▸ **SOURCE EXCERPT**:
....
On Sat, 2012-12-15 at 12:31 -0300, Felipe De la Puente Christen wrote:

> On Fri, 2012-12-14 at 11:47 +0100, gedau AT igor2 DOT repo DOT hu wrote: 
> 
> > 
> > On Wed, 12 Dec 2012, gedau AT igor2 DOT repo DOT hu wrote:
> > 
> > >
> > >
> > > On Wed, 12 Dec 2012, gedau AT igor2 DOT repo DOT hu wrote:
> > >
> > >> Hi all,
> > >> 
> > >> I start to lose track of all the diverse ideas. This post is an effort to 
> > >> structure the major directions. May it be incomplete, feel free to complete 
> > >> it.
> > >> 
> > >> In case there is a short...
> > >> 
> > >> I. check whether we have history, since this way the qeustion is "what
> > >>   user modification introduced the short" which might be more useful
> > >>   than answer "which object(s) cause(s) the short at the moment".
> > >> 
> > >> 1. bisect using the undo buffer (as Kai-Martin Knaak does manually) -
> > >>    does not work accross sessions (restart/load) and as Markus
> > >>    Hitter pointed it out, fails when new netlist is loaded
> > >> 
> > >> 2. tag objects according to their first connection as suggested by Peter
> > >>    Clifton. This info could be easily saved, making it immune to reload.
> > >>    Needs more thoughts on some corner cases (new netlist, user moving and
> > >>    object from one net to another)
> > >> 
> > >> 3. separate connection/netlist history (saved with the PCB). No details
> > >>    yet.
> > >> 
> > >> II. no history available, try to highlight objects that are most likely to
> > >>    help the user resolving the short. Nodes of the graph include
> > >>    junctions, thermals, etc., much more verbose then the netlist.
> > >> 
> > >> 1. propagate nets from all nodes as suggested by Peter Clifton. Doing
> > >>    this in parallel may cause a collision close to the "real place
> > >>    of the short"
> > >> 
> > >> 2. find a minimal cut in a way the resulting graphs will reflect the
> > >>    netlist and highlight only those cutting edge. To the end user this
> > >>    means we find the smallest modification (deletion) that would fix the
> > >>    problem (with or without leaving new rat lines). Sounds like an NP
> > >>    hard problem, no working solution has been proposed in the thread yet.
> > >> 
> > >> 3. Peter Clifton's remove-edges-and-see-how-that-improves-the-situation.
> > >>    A good metric is needed to make sure we can measure small improvements
> > >>    in cases where multiple edges must be removed to resolve the short.
....
▸ **WRITTEN REQUEST 1**:
Lay out the entries below as a JSON list of strings, one string per line with blank lines left out, starting at the line that contains "Practice step: set one point on each instance of the power" and running through the last line of the entries, both ends included.
....
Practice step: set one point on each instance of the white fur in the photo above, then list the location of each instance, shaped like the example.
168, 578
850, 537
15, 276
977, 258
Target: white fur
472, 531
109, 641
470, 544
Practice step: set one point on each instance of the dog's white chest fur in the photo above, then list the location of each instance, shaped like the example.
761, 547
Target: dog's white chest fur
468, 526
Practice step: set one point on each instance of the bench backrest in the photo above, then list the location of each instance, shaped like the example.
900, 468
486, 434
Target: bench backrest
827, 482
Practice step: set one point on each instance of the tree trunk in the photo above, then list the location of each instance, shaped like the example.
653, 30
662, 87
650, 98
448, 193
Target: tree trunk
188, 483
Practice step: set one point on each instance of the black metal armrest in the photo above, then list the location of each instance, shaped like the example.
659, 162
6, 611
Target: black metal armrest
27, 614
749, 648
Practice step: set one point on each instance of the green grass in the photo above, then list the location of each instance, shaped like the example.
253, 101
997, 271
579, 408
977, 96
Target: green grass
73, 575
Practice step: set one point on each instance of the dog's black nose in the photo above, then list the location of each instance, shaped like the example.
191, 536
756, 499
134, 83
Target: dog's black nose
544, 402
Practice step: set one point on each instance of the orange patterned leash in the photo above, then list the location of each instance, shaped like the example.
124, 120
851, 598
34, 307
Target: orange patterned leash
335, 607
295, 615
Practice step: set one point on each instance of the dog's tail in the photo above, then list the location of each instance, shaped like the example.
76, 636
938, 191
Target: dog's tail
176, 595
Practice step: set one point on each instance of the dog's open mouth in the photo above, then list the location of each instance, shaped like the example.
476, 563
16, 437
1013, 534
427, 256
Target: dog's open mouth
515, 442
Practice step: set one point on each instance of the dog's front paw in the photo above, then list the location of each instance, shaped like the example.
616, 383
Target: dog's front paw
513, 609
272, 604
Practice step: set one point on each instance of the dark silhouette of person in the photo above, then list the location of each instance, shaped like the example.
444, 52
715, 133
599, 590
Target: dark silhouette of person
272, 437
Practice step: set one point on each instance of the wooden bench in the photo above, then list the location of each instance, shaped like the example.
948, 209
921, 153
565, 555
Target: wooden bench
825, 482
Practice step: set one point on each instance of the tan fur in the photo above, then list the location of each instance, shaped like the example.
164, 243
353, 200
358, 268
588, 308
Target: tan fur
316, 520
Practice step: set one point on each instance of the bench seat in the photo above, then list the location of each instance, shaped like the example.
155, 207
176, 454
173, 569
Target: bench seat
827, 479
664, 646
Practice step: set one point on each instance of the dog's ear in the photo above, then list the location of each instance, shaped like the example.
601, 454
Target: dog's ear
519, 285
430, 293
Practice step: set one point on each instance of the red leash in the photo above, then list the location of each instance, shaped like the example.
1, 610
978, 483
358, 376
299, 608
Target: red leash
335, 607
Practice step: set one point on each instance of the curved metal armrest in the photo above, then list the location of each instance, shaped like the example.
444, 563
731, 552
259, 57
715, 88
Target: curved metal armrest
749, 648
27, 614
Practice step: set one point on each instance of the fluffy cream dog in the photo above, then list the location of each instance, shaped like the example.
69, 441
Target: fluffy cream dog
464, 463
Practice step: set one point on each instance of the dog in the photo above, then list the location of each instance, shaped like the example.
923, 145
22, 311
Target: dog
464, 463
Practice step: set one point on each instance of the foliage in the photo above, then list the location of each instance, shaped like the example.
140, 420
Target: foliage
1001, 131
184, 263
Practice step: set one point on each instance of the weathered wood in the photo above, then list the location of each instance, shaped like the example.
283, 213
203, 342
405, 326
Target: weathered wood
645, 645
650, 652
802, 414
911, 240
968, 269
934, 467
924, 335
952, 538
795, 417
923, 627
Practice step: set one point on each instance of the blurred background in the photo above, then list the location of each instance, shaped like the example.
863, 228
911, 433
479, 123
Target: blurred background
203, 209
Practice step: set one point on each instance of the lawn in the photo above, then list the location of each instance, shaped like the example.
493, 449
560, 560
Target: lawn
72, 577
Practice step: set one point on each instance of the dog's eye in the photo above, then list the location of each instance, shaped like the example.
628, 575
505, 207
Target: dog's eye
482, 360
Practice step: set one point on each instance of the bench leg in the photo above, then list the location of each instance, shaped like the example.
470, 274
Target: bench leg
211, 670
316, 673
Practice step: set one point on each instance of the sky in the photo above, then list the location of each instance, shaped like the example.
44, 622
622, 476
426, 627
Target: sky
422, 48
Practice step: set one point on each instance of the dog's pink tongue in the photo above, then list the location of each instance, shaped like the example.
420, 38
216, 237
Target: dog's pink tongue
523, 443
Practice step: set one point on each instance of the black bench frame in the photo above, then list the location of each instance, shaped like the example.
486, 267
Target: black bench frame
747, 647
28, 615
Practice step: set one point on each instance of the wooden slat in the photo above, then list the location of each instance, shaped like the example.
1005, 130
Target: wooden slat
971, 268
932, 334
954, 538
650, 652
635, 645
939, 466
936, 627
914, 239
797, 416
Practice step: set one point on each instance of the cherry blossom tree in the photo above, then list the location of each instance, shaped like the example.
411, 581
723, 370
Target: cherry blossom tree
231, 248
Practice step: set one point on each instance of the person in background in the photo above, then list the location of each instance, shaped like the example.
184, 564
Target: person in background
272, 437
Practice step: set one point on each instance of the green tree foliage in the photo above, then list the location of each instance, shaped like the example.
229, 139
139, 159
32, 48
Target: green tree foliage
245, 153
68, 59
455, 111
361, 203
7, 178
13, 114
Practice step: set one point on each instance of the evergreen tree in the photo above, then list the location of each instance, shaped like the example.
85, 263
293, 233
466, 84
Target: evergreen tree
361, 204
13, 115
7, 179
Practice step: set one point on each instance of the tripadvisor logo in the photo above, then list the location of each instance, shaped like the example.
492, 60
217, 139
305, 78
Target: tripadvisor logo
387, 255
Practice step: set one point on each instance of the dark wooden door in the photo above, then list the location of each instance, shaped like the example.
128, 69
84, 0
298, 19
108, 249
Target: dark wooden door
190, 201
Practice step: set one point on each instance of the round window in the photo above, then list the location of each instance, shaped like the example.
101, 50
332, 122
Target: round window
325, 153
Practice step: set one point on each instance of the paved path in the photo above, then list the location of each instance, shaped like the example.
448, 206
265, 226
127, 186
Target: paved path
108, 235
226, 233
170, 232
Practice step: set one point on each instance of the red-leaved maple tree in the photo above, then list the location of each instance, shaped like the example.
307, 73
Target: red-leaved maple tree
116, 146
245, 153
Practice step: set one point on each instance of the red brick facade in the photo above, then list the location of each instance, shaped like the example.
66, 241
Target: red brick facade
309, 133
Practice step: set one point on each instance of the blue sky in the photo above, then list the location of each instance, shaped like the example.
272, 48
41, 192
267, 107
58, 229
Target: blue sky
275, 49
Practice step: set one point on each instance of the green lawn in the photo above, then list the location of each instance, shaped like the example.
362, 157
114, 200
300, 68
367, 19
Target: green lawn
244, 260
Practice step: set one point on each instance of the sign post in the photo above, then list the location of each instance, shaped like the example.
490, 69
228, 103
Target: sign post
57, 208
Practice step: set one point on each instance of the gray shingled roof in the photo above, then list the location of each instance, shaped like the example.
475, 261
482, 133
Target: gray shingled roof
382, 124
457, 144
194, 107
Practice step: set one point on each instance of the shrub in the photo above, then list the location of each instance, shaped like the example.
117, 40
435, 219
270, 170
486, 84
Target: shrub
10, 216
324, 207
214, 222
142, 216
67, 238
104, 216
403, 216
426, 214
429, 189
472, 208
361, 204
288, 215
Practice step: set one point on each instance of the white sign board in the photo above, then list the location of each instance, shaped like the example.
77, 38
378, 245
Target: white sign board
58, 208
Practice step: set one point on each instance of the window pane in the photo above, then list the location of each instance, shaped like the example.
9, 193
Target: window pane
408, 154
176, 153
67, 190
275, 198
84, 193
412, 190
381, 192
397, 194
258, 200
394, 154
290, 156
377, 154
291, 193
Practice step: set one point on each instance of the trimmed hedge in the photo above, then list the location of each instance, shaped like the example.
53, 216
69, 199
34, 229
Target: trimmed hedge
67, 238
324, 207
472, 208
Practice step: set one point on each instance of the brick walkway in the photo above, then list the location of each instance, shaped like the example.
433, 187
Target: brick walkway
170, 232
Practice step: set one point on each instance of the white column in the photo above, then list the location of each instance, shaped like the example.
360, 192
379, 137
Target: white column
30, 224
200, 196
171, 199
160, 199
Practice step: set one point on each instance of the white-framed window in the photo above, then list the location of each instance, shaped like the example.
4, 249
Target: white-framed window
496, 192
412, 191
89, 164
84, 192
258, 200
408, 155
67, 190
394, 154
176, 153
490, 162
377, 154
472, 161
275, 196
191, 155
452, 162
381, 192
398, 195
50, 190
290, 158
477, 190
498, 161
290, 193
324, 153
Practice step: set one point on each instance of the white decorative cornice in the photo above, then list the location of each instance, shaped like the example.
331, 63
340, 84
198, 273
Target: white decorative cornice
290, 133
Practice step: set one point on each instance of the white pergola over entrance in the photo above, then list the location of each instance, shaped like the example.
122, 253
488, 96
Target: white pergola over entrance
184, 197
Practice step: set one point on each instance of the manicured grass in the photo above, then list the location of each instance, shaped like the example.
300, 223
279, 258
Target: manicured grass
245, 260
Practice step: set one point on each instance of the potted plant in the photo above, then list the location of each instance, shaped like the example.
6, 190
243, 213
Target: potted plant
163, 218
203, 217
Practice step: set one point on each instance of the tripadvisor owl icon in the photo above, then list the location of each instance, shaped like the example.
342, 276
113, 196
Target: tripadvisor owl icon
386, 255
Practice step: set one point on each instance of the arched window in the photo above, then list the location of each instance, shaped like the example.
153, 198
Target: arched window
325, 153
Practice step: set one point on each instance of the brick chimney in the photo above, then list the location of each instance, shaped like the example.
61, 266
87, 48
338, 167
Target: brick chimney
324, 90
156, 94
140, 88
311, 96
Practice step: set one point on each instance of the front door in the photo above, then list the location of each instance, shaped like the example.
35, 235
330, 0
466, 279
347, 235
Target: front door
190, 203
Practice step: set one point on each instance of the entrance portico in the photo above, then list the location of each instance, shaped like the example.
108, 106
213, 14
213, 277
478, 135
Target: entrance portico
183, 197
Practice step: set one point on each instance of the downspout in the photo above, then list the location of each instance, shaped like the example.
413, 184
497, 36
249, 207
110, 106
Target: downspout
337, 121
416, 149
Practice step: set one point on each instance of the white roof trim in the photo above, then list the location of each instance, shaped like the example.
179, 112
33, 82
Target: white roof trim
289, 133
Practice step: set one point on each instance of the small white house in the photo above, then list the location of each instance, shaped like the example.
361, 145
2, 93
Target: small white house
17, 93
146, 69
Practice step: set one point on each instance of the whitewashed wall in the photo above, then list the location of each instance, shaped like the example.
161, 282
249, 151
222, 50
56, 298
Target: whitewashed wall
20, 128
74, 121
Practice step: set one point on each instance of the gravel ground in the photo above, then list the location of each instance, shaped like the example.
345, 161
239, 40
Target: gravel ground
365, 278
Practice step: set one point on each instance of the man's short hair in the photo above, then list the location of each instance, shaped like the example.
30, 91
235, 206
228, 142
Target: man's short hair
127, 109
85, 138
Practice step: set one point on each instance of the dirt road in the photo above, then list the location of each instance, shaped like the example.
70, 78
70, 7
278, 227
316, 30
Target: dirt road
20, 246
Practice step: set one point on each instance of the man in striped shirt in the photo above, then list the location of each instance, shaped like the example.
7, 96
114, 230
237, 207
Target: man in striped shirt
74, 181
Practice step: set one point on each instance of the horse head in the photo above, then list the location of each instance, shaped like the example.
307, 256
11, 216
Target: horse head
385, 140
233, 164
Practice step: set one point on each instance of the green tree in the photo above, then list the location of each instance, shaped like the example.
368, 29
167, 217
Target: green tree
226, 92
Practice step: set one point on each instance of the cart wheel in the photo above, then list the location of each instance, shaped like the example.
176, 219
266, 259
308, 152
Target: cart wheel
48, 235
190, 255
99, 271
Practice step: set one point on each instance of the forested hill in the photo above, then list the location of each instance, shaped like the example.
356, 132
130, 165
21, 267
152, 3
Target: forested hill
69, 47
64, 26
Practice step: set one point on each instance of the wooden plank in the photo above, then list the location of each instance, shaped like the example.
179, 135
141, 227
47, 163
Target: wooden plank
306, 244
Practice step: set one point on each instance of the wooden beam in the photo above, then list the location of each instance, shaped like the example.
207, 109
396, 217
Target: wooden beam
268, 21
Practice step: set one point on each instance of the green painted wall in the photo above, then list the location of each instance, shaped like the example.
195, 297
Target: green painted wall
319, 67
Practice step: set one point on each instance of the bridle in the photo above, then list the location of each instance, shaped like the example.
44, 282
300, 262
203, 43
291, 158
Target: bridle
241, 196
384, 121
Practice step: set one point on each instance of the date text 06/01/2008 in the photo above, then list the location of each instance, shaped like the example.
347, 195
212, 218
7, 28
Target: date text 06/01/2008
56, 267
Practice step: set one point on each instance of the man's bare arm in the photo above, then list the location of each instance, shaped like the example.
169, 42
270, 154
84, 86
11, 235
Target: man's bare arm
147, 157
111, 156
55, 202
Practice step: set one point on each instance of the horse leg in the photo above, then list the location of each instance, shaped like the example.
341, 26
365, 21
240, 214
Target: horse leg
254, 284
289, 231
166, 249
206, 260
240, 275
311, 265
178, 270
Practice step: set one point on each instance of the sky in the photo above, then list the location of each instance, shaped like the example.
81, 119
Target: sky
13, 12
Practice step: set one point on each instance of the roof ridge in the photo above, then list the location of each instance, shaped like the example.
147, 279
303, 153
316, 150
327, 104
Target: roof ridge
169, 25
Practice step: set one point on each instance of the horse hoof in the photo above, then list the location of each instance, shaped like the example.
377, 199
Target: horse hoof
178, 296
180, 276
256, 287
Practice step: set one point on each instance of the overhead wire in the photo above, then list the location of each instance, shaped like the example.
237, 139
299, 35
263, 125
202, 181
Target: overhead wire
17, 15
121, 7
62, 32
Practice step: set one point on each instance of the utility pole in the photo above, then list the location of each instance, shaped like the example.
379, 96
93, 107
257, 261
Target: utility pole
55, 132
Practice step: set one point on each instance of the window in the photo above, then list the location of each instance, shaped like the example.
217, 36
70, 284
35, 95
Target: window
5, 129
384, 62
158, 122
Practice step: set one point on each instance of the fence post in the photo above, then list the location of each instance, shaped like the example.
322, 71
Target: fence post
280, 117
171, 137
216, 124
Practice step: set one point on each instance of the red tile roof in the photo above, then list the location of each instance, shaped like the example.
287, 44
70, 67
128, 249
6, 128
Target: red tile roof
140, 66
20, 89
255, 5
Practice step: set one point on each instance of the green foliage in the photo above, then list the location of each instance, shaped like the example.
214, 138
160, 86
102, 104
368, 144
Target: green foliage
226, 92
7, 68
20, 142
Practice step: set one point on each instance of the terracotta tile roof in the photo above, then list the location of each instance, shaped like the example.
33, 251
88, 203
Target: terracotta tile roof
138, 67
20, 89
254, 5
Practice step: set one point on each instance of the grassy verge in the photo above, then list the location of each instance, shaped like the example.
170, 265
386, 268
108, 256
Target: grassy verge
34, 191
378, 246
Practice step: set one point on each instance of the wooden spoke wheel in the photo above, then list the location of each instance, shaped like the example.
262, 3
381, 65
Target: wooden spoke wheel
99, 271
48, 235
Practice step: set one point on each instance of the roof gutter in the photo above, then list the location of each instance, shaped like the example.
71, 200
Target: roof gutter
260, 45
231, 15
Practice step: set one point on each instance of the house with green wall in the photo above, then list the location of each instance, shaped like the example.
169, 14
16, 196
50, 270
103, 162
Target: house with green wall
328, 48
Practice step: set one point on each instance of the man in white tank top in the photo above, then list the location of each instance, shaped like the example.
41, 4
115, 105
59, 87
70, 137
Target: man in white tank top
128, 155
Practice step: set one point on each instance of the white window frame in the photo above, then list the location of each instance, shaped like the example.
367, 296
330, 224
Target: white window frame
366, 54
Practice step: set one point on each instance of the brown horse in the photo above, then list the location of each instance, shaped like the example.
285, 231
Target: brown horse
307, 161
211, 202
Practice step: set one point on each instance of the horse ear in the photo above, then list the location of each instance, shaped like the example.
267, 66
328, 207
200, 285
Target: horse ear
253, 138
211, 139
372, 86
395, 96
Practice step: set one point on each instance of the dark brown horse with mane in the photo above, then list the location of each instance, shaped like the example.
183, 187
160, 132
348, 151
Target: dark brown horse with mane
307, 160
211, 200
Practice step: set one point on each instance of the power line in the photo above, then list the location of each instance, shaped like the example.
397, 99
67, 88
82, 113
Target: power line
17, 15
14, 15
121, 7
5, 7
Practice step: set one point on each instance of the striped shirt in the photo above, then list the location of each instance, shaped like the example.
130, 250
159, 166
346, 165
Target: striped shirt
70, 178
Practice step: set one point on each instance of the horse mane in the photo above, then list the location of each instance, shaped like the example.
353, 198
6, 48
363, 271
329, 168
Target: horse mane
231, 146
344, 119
....
▸ **WRITTEN REQUEST 2**:
Answer these questions about the message on locating shorts:
(a) Across what does bisecting with the undo buffer not work?
(b) Who suggested tagging objects according to their first connection?
(c) What kind of problem does finding a minimal cut sound like?

▸ **CORRECT ANSWER 1**:
[
  "Practice step: set one point on each instance of the power line in the photo above, then list the location of each instance, shaped like the example.",
  "397, 99",
  "67, 88",
  "82, 113",
  "Target: power line",
  "17, 15",
  "14, 15",
  "121, 7",
  "5, 7",
  "Practice step: set one point on each instance of the striped shirt in the photo above, then list the location of each instance, shaped like the example.",
  "130, 250",
  "159, 166",
  "346, 165",
  "Target: striped shirt",
  "70, 178",
  "Practice step: set one point on each instance of the horse mane in the photo above, then list the location of each instance, shaped like the example.",
  "353, 198",
  "6, 48",
  "363, 271",
  "329, 168",
  "Target: horse mane",
  "231, 146",
  "344, 119"
]

▸ **CORRECT ANSWER 2**:
(a) Across sessions (restart/load).
(b) Peter Clifton.
(c) An NP hard problem.